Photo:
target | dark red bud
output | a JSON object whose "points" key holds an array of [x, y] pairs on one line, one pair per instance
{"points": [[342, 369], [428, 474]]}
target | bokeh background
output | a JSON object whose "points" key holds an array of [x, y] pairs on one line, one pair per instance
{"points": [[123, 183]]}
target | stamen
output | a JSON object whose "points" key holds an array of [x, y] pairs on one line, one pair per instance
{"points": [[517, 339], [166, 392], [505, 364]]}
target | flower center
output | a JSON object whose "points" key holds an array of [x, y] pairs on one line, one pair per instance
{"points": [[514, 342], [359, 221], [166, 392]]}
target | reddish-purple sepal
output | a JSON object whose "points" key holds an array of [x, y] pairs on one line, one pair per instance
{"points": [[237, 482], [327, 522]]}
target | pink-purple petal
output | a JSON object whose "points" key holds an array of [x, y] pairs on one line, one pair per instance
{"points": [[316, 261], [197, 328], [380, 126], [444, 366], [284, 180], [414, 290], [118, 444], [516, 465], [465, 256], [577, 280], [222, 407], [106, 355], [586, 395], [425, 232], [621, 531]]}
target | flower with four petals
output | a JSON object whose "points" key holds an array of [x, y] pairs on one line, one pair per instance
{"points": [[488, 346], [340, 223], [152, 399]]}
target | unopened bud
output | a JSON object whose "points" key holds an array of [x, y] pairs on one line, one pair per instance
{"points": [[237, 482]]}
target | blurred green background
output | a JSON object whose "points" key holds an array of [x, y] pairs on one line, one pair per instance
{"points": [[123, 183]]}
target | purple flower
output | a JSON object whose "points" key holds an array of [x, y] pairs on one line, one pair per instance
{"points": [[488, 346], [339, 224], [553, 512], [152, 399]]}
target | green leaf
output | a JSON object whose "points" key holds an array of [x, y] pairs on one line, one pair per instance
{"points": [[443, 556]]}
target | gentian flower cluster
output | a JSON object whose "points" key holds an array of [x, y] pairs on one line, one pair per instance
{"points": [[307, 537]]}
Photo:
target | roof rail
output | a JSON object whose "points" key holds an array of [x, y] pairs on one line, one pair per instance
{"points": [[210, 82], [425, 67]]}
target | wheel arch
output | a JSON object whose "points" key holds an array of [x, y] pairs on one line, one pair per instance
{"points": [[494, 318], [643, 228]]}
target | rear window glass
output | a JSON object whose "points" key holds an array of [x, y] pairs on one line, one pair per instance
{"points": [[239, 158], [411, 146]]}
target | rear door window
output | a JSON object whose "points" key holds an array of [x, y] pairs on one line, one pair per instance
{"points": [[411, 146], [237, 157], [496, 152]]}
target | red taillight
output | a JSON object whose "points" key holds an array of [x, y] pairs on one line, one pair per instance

Task details =>
Add 143 to every x and y value in the point coordinates of the answers, and write out again each line of the entries starting at the line containing "target | rear window glass" and ending at the last line of the entries, requests included.

Task answer =>
target | rear window glass
output | a JSON object whose "points" key holds an array of [x, y] pairs on one line, one pair per instance
{"points": [[382, 301], [554, 289]]}
target | rear door window
output | a JSON object whose "points" key holds an array of [x, y] pairs on one line, one pair per instance
{"points": [[554, 289], [380, 300], [639, 295]]}
target | red taillight
output | a JSON object whose "points" key holds an array of [x, y] pairs on one line, one pair per instance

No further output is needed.